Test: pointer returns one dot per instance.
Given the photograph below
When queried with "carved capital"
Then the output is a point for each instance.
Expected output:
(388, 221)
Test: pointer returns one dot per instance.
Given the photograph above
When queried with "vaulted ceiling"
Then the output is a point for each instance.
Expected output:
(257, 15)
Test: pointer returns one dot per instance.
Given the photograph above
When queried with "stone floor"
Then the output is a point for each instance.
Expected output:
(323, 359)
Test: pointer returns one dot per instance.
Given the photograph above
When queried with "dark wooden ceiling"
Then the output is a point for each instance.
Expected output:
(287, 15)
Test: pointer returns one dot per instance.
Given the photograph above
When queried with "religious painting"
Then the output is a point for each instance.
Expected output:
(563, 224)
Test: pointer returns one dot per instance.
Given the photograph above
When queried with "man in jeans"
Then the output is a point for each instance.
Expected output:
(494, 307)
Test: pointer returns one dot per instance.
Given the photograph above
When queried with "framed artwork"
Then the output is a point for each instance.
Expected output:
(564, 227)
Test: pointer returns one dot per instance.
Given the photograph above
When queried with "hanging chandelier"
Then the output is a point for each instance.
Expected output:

» **Given instruction**
Copy each record from above exactly, and include every line.

» **Full answer**
Test: pointer returns one dot per instance.
Given the photograph below
When queried with "carved capital"
Then the output is a point for each instance.
Expected output:
(388, 221)
Test: pointer returns one dot per instance.
Given the photograph above
When queried with "vaulted ceiling"
Then the output is a point for each instance.
Expected output:
(257, 15)
Test: pointer returns one dot per instance.
Given the photograph above
When queried with "stone floor"
Then the output is a point for each instance.
Expected output:
(323, 359)
Test: pointer returns one dot per instance.
Given the photograph above
When queried with "dark wooden ceiling"
Then the output is a point for each instance.
Expected output:
(287, 15)
Test: pointer returns one dot per instance.
Given the photograph above
When queried with "religious painting"
Then the output is a point for each instance.
Expected output:
(563, 224)
Test: pointer returns one dot per instance.
Given the photograph above
When queried with "man in jeans"
Then the output is a point for each instance.
Expected output:
(494, 307)
Test: pointer returns one dot per instance.
Given the photograph above
When queried with "framed artwork"
Then the output is a point for each instance.
Expected output:
(564, 227)
Test: pointer returns one dot per instance.
Given the photograph above
When queried with "hanging chandelier"
Then the output is a point for each instance.
Expected output:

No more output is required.